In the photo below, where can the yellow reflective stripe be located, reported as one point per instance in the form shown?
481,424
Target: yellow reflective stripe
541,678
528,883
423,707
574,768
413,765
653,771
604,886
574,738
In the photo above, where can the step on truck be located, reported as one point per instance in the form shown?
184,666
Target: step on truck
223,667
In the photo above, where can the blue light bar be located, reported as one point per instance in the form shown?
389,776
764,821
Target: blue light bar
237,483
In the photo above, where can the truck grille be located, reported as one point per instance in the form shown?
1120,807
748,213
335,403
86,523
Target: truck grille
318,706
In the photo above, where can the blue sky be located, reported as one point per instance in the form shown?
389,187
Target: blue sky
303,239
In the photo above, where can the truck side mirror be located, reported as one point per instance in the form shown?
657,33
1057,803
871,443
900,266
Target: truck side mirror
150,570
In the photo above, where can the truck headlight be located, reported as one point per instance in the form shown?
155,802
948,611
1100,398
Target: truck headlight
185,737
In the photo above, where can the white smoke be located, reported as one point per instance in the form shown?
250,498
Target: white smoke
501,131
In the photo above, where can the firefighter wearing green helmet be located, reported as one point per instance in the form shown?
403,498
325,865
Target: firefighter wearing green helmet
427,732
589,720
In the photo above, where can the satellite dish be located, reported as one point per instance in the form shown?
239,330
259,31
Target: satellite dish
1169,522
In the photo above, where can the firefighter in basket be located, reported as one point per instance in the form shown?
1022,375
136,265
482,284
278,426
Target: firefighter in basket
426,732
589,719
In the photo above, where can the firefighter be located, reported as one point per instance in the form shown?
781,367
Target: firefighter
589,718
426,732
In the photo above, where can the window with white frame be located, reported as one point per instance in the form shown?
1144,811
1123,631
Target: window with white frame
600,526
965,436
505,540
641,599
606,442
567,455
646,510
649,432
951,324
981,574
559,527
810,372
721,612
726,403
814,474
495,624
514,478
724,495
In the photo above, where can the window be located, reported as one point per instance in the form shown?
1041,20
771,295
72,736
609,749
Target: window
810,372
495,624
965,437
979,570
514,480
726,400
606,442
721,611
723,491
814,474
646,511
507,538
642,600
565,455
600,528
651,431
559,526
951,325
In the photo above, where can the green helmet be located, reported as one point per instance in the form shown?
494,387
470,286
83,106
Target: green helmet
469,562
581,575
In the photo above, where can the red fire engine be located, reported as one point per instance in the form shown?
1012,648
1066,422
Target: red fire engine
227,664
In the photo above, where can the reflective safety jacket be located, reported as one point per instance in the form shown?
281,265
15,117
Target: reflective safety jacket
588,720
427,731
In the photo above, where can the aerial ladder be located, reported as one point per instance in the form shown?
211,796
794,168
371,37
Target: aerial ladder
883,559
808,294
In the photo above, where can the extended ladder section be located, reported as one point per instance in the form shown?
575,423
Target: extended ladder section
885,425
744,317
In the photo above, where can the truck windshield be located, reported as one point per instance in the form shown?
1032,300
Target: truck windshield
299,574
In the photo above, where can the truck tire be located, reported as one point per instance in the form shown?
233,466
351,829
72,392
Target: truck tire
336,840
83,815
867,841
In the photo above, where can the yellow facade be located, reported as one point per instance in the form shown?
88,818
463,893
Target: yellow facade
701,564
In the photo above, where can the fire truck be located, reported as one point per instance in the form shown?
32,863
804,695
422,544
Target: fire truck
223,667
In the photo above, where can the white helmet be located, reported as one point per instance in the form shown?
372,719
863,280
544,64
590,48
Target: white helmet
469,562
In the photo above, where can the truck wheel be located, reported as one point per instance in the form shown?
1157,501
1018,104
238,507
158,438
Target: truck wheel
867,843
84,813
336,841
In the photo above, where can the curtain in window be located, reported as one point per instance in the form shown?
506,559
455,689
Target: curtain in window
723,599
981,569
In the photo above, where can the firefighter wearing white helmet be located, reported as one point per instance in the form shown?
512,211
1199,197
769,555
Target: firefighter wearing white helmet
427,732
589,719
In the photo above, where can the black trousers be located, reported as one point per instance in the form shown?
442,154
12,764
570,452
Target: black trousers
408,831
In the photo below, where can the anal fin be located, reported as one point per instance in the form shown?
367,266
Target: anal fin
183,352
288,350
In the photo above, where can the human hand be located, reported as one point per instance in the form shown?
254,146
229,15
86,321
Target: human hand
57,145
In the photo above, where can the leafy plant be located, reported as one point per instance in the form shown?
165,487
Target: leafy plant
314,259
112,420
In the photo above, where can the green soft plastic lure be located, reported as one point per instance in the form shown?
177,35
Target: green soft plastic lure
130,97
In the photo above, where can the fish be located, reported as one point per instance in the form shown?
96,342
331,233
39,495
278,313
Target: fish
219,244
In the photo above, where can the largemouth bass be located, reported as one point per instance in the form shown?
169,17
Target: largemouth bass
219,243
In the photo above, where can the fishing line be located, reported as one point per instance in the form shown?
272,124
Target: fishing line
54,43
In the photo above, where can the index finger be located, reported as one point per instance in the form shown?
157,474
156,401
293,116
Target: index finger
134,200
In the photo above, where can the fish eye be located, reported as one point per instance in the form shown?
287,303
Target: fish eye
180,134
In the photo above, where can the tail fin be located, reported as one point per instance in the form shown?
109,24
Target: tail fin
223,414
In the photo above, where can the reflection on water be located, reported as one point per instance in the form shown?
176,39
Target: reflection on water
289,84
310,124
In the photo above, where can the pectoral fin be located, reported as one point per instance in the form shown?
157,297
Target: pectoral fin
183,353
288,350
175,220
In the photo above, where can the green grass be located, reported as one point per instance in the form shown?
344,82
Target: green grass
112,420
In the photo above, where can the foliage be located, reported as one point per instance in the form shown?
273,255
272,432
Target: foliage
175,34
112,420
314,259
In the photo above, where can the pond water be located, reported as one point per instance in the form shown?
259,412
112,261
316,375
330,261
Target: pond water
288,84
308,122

**WORK INSTRUCTIONS:**
What this exercise asks for is an exact copy of all the records.

**WRITTEN ANSWER:**
In the photo below, where can the yellow reflective stripe be located, reported as one point per instance in the form shown?
481,424
Target: yellow reflective stripe
541,678
528,883
423,707
574,768
413,765
653,771
604,886
574,738
In the photo above, where can the step on truck be located, reported as one point per instance in the form shown?
184,666
Target: step on truck
223,667
In the photo above, where can the blue light bar be located, reported as one point per instance in the form shown?
389,776
764,821
Target: blue light bar
237,483
In the photo above, where can the truck grille be located, reported as one point per instance in the form shown?
1120,807
748,213
335,403
86,523
Target: truck grille
318,706
In the photo above, where can the blue sky be located, reported as one point per instance in the form shown?
389,187
Target: blue sky
303,239
In the photo above, where can the truck side mirror be located, reported as one point per instance in the form shown?
657,33
1057,803
871,443
900,266
Target: truck side mirror
150,570
In the photo above, where can the truck headlight be located, reported as one point per instance in the form shown?
155,802
948,611
1100,398
Target: truck headlight
185,737
In the photo above, where can the white smoke be located, reported as one point per instance in the form shown?
250,498
Target: white smoke
501,131
In the photo above, where can the firefighter wearing green helmet be located, reported as one point per instance in the form shown?
403,498
325,865
Target: firefighter wearing green helmet
427,732
589,720
In the photo above, where can the satellite dish be located, reported as one point per instance in the form shown?
239,330
259,31
Target: satellite dish
1169,522
In the photo above, where can the firefighter in basket be located, reported as one point per instance in the form shown?
1022,375
136,265
482,284
278,426
Target: firefighter in basket
426,732
589,719
In the photo above, where can the firefighter be located, reported as one point per instance in the form shown?
781,367
Target: firefighter
589,718
426,732
In the photo above, where can the window with white frame be located, reported as one point per instance in the form shown?
1144,811
1123,631
Target: window with white frame
600,526
965,436
505,540
641,599
606,442
567,455
646,510
649,432
951,324
981,574
559,527
810,372
721,612
726,403
814,474
495,624
514,478
724,495
In the photo above, where can the window be located, reported as one point per instance in the form shown?
1041,20
771,295
72,736
609,749
Target: window
810,372
495,624
965,437
979,570
514,480
726,400
606,442
721,611
723,491
814,474
646,511
507,538
642,600
565,455
600,528
651,431
559,526
951,325
In the photo above, where can the green helmet be located, reported as one point per instance in the form shown?
494,387
470,286
83,106
Target: green helmet
469,562
581,575
In the photo above, where can the red fire engine be located, reported as one point per instance in the form shown?
1012,648
1066,422
Target: red fire engine
227,664
In the photo above, where can the reflective safety jacket be located, reported as one point per instance in the form shown?
281,265
15,117
Target: reflective safety jacket
588,720
427,731
In the photo above, where can the aerial ladder be located, reported as one point per instance in the form shown?
211,796
794,168
371,37
Target: aerial ladder
883,559
808,294
In the photo above, where can the extended ladder section be located, reported as one point per instance in the form shown?
575,423
Target: extended ladder section
885,425
744,317
In the photo above, where can the truck windshield be located, reported as one point per instance in the form shown?
1032,300
Target: truck windshield
299,574
In the photo above, where can the truck tire be located, reported as one point per instance in the form shown?
233,466
351,829
72,392
Target: truck tire
336,840
83,815
867,841
In the photo above, where can the yellow facade be located, reported as one point per instance in the form shown?
88,818
463,893
Target: yellow facade
701,564
In the photo above, where can the fire truck be located, reported as one point per instance in the form shown?
32,863
804,695
422,544
Target: fire truck
223,667
In the photo above, where can the white helmet be located, reported as one point per instance in the form shown?
372,719
863,280
544,64
590,48
Target: white helmet
469,562
In the photo above, where can the truck wheel be located, reported as one point per instance in the form shown?
1157,501
1018,104
238,507
158,438
Target: truck wheel
867,843
84,813
336,841
In the photo above, where can the curtain in window be located, reported as one point per instance in the form shown?
506,559
455,689
Target: curtain in window
723,599
981,569
In the photo above, where can the firefighter wearing white helmet be located, reported as one point per instance in the form shown?
512,211
1199,197
769,555
Target: firefighter wearing white helmet
427,732
589,719
In the photo above, where can the black trousers be located, reported as one point per instance in the form shown?
442,154
12,764
570,452
Target: black trousers
408,831
In the photo below, where can the anal fin be located, reported as one point per instance in the form shown?
367,266
Target: anal fin
183,352
288,350
In the photo above, where can the human hand be located, reported as one point per instance in the form shown?
254,146
229,15
86,321
Target: human hand
57,145
In the photo above, where can the leafy plant be located, reported as one point per instance in the form shown?
165,487
Target: leafy plant
314,259
112,420
In the photo above, where can the green soft plastic lure be located, reported as one point per instance in the form shown?
177,35
Target: green soft plastic lure
130,97
In the photo above, where can the fish be located, reported as one point per instance in the form shown?
96,342
331,233
39,495
278,313
Target: fish
219,244
In the photo above, where can the largemouth bass be located, reported as one point per instance in the form shown?
169,17
Target: largemouth bass
219,243
In the photo above, where can the fishing line be located, reported as one point per instance in the form shown?
272,124
Target: fishing line
54,43
In the photo above, where can the index finger be located, reported as one point per instance in the form shown?
157,474
156,401
293,116
Target: index finger
134,200
In the photo above, where can the fish eye be located, reported as one point per instance in the form shown?
287,303
Target: fish eye
180,134
In the photo above, where can the tail fin be located, reported as one point per instance in the form shown?
109,24
Target: tail fin
223,414
In the photo above, where can the reflection on water be located, reported as one point per instance in the form shown?
176,39
Target: reflection on water
289,84
310,124
In the photo above, where can the pectoral fin be located, reported as one point per instance in the form shown?
157,297
Target: pectoral fin
183,353
288,350
175,220
In the photo above, where can the green grass be located, reported as one point per instance in the form shown?
344,82
Target: green grass
112,420
In the photo above, where can the foliage be located, reported as one point per instance in the form shown?
273,255
272,432
Target: foliage
175,34
112,420
314,259
In the photo above, where can the pond water be located, reported as one point per instance in the form shown?
259,412
112,261
316,375
330,261
Target: pond water
288,84
308,122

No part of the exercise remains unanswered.